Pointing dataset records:
- - - -

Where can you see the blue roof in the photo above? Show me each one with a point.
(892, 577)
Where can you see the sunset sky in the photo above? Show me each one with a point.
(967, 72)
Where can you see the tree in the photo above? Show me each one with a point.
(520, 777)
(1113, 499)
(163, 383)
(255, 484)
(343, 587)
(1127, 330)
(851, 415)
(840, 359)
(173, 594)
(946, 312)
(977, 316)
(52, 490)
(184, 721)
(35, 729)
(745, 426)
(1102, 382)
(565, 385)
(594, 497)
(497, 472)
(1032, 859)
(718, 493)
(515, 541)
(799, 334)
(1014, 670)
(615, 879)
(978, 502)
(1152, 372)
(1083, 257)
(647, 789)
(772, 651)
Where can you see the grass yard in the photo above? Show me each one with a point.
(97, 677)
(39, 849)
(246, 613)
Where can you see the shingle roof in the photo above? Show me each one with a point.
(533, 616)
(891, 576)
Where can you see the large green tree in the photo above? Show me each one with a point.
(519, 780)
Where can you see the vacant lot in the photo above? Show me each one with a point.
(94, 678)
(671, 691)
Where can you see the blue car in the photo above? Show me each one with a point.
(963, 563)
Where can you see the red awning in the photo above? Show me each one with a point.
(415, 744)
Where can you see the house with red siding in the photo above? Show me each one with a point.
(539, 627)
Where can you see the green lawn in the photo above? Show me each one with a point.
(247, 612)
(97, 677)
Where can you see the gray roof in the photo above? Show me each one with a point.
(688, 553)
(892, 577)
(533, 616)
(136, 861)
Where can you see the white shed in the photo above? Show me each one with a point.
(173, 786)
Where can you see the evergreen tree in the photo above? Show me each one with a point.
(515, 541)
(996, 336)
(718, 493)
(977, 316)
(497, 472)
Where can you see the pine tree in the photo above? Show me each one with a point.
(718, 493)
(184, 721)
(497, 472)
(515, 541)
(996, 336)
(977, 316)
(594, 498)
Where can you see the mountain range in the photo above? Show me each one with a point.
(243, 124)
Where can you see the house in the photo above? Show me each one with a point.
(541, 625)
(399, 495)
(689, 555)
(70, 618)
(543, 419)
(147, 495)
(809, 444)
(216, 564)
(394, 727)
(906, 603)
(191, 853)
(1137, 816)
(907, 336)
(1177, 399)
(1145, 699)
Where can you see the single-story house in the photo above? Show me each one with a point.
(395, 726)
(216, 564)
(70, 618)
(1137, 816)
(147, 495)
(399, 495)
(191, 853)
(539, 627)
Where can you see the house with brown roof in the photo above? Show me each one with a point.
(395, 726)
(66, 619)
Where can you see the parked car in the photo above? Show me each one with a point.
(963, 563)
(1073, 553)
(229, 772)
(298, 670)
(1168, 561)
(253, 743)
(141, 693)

- - - -

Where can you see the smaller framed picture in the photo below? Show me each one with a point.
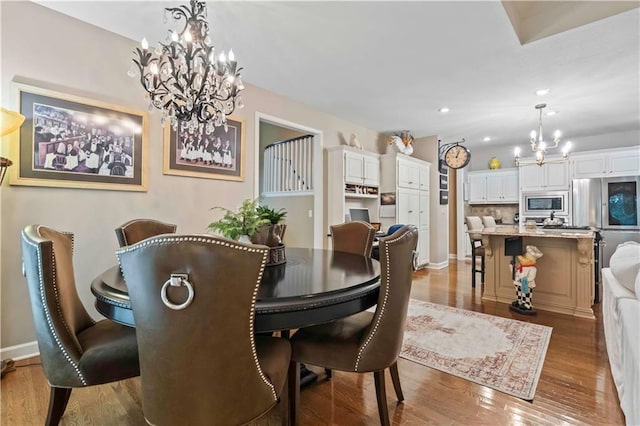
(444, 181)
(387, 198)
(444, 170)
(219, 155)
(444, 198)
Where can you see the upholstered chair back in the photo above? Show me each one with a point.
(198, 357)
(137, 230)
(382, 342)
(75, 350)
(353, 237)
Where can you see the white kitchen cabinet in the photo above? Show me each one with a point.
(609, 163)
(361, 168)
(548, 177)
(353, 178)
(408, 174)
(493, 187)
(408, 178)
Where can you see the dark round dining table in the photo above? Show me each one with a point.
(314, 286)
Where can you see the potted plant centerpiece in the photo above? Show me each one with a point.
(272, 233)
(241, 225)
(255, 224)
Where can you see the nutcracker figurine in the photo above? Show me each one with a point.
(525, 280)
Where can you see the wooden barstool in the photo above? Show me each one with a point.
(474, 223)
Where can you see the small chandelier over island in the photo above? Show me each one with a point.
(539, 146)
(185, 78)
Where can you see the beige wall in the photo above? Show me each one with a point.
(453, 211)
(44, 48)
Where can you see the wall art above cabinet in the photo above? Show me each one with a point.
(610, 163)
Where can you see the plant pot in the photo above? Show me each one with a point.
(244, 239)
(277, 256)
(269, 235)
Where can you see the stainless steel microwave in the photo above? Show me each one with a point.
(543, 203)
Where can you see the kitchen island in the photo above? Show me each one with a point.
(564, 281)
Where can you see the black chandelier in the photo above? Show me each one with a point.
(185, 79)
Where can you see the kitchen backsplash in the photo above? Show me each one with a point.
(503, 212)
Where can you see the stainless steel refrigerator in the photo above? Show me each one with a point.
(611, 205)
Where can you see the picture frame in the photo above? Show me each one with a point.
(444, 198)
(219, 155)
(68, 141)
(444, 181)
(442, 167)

- - - -

**SHORT EXERCISE**. Count the lines of the listing above that contain the word "stainless", with case counting, and give only the number.

**EXERCISE SOLUTION**. 2